### VORLIEGENDER TEXT:
Der Handelsverband hat direkte Finanzhilfen auch für mittelständische Einzelhändler gefordert. Zudem seien Entlastungen bei Mietzahlungen und haftungsfreie Kredite nötig, sagte der Hauptgeschäftsführer des Handelsverbands Deutschland (HDE), Stefan Genth, am Donnerstag im Deutschlandfunk. Das am Mittwoch beschlossene Hilfspaket der Bundesregierung erreiche die Mittelständler nur indirekt und zu langsam.
Ich kann mir nicht vorstellen, wie wir ein Vierteljahr ohne Kunden, ohne Umsatz im Einzelhandel überleben können.“
Stefan Genth, HDE-Hauptgeschäftsführer
Durch die Schließung der Geschäfte „ist uns die Geschäftsgrundlage entzogen worden. Aber alle Kosten – insbesondere die Mieten, die etwa in den Innenstädten sehr hoch sind – laufen weiter“, sagte Genth. Hilfen dürften nicht erst in vier Wochen fließen, sondern müssten in den nächsten Tagen ankommen.

### BEREITGESTELLTE DATEN:
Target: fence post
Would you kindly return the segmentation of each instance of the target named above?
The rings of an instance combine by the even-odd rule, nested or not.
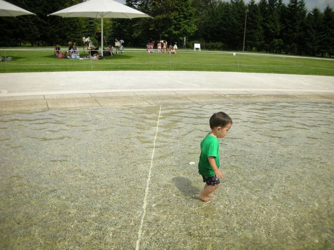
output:
[[[7,68],[7,57],[6,54],[6,50],[5,50],[5,64],[6,65],[6,71],[8,72],[8,69]]]

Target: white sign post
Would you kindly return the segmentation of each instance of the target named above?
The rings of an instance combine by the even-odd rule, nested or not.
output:
[[[194,44],[194,51],[196,51],[196,49],[199,49],[200,51],[200,44]]]

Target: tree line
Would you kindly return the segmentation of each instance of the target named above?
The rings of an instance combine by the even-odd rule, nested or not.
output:
[[[95,37],[100,20],[62,18],[47,14],[80,0],[8,0],[36,16],[1,17],[1,46],[54,46],[71,41],[81,45],[83,36]],[[334,51],[334,11],[308,11],[304,0],[127,0],[126,4],[152,18],[105,20],[107,44],[121,39],[126,46],[144,46],[149,40],[164,40],[192,48],[242,50],[331,56]],[[245,21],[246,23],[245,32]],[[245,32],[245,33],[244,33]],[[94,40],[94,38],[93,38]]]

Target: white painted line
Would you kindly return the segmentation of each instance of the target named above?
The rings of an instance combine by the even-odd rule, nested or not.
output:
[[[159,115],[158,116],[158,121],[157,121],[157,130],[154,136],[154,140],[153,141],[153,149],[152,150],[152,156],[151,157],[151,166],[150,170],[149,170],[149,177],[147,177],[147,181],[146,184],[146,190],[145,191],[145,197],[144,197],[144,201],[143,202],[143,214],[141,216],[141,220],[140,221],[140,226],[139,226],[139,230],[138,230],[138,237],[137,239],[137,243],[136,243],[136,250],[139,250],[139,244],[140,244],[140,240],[141,239],[141,232],[144,224],[144,220],[145,220],[145,216],[146,215],[146,208],[147,206],[147,195],[149,194],[149,189],[150,189],[150,183],[151,182],[151,176],[153,166],[153,159],[154,159],[154,152],[155,152],[155,143],[157,140],[157,136],[158,136],[158,131],[159,130],[159,122],[160,121],[160,116],[161,113],[161,105],[160,105],[160,109],[159,110]]]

### ARBEITSAUFTRAG:
Gib bitte den Text über die Forderungen des Handelsverbands nach Finanzhilfen vollständig und wortgetreu aus.

### ERGEBNIS:
Der Handelsverband hat direkte Finanzhilfen auch für mittelständische Einzelhändler gefordert. Zudem seien Entlastungen bei Mietzahlungen und haftungsfreie Kredite nötig, sagte der Hauptgeschäftsführer des Handelsverbands Deutschland (HDE), Stefan Genth, am Donnerstag im Deutschlandfunk. Das am Mittwoch beschlossene Hilfspaket der Bundesregierung erreiche die Mittelständler nur indirekt und zu langsam.
Ich kann mir nicht vorstellen, wie wir ein Vierteljahr ohne Kunden, ohne Umsatz im Einzelhandel überleben können.“
Stefan Genth, HDE-Hauptgeschäftsführer
Durch die Schließung der Geschäfte „ist uns die Geschäftsgrundlage entzogen worden. Aber alle Kosten – insbesondere die Mieten, die etwa in den Innenstädten sehr hoch sind – laufen weiter“, sagte Genth. Hilfen dürften nicht erst in vier Wochen fließen, sondern müssten in den nächsten Tagen ankommen.